Goal of the exercise => Please return the records below exactly as they stand, with the pictures removed.

Dataset records =>
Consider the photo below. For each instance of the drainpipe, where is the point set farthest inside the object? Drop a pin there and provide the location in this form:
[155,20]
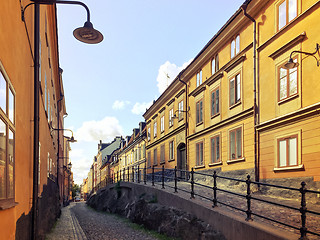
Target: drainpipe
[255,107]
[36,120]
[186,115]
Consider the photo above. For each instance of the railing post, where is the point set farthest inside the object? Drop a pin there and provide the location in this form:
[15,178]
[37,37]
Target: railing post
[192,183]
[214,189]
[162,177]
[248,197]
[132,174]
[152,176]
[145,174]
[175,179]
[303,210]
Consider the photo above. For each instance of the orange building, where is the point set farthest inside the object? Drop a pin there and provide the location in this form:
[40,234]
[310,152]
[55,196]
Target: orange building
[17,146]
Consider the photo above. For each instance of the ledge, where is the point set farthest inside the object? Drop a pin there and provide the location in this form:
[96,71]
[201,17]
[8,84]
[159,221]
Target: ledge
[198,90]
[215,77]
[7,204]
[288,46]
[215,164]
[235,63]
[200,166]
[299,167]
[236,160]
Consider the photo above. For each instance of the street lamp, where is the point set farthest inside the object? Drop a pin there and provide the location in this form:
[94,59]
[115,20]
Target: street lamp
[85,34]
[291,64]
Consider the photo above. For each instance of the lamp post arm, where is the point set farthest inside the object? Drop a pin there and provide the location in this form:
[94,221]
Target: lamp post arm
[309,54]
[59,2]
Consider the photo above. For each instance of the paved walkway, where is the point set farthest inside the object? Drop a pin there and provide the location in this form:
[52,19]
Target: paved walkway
[79,222]
[67,227]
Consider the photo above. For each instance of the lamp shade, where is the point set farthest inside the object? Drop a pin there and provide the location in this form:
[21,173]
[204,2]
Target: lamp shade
[88,34]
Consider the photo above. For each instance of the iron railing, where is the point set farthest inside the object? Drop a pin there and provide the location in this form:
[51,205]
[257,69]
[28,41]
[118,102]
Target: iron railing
[162,176]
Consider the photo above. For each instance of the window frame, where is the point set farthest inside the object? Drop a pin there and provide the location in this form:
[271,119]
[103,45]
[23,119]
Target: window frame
[162,154]
[234,50]
[171,150]
[155,157]
[286,139]
[234,130]
[215,66]
[214,111]
[199,112]
[8,118]
[214,153]
[287,13]
[180,110]
[199,146]
[199,79]
[235,91]
[288,96]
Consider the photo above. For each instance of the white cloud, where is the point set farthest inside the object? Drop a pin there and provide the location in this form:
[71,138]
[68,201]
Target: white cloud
[118,105]
[140,108]
[167,73]
[105,129]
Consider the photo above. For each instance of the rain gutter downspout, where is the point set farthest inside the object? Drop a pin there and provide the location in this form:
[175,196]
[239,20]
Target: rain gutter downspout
[186,114]
[255,108]
[36,120]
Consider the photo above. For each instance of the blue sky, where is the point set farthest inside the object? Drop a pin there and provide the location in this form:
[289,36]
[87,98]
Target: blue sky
[108,86]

Answer for this exercise =>
Consider the photo below. For each instance of the drainpipe, where is the point set farthest inside the object? Drop a pin there and provide the location in this form:
[155,20]
Target: drainpipe
[255,107]
[36,120]
[186,115]
Consider the photo above. For each instance of the railing post, where is the point set farthest inside the object? Drop a pin there and provide the location in this form:
[15,178]
[37,37]
Target: railing post
[192,183]
[214,189]
[162,177]
[248,197]
[132,174]
[152,176]
[145,174]
[175,179]
[303,210]
Consider the photo above. For each instance of the orange building, where is the point set farthest inside the object? Drop a pin there and provide the location in this form:
[40,234]
[310,152]
[55,196]
Target: orange building
[17,146]
Consider the photo above. For each instance of the ledge, where is the point set farthest inside the object? Drop a pin there and provide the location in this form:
[96,71]
[201,17]
[8,84]
[159,221]
Target: ledge
[198,90]
[215,77]
[7,204]
[288,46]
[215,164]
[235,63]
[200,166]
[299,167]
[236,160]
Consider the photo above. For each instance of the street lamp, where is the point set farthest inside the object? Drop a pin there and provide the location in this form:
[94,59]
[115,20]
Target: street lamp
[85,34]
[291,64]
Consider the photo above. For each instance of the lamp post arm, where is the point set farthest inside the object? Drop a pin there and provide the location in this form:
[94,221]
Target: lamp post arm
[309,54]
[59,2]
Consider the photo above. For each instance of the paved walkway, where is the point set farthest inside the object? Drop a pin there and provide the location in this form:
[52,19]
Target: paved walkway
[79,222]
[67,227]
Consider the photo above. For each instance of the lamp shade, where is the point set farthest inside the object? Drop a pin there and provide the location in this form:
[21,173]
[204,2]
Target: lamp shade
[88,34]
Consider the photo above. For each instance of the iron railing, where is the point set farthest inside the object? Drop a pin there and provide the location in this form:
[51,205]
[257,69]
[28,41]
[118,102]
Target: iron railing
[162,176]
Consider the photo above. For each instance of the window frame, where is the point set farthest inside the object? Drop a pin there and provide the location in this form:
[271,119]
[103,45]
[23,119]
Target: window frame
[162,154]
[234,50]
[171,150]
[155,157]
[286,139]
[234,130]
[215,66]
[214,111]
[199,112]
[8,118]
[214,153]
[287,13]
[180,110]
[199,146]
[199,79]
[235,91]
[288,96]
Consider the photo above. For each instance of the white cloud, where is the point set farthest inside the object? Drop a pin there and provide the location in this form:
[71,138]
[68,201]
Target: white cloud
[118,105]
[140,108]
[167,73]
[105,129]
Consider the photo above. For each instance of the rain gutter downspout, where is the point set farthest inside the object? Drop a pin there and provide the location in this form:
[175,196]
[239,20]
Target: rain gutter downspout
[186,114]
[255,108]
[36,120]
Consider the photo above. For each instance of the blue sky, where is the point set farthest inside the object? Drop a pin there and provide the location in this form:
[289,36]
[87,98]
Target: blue sky
[108,86]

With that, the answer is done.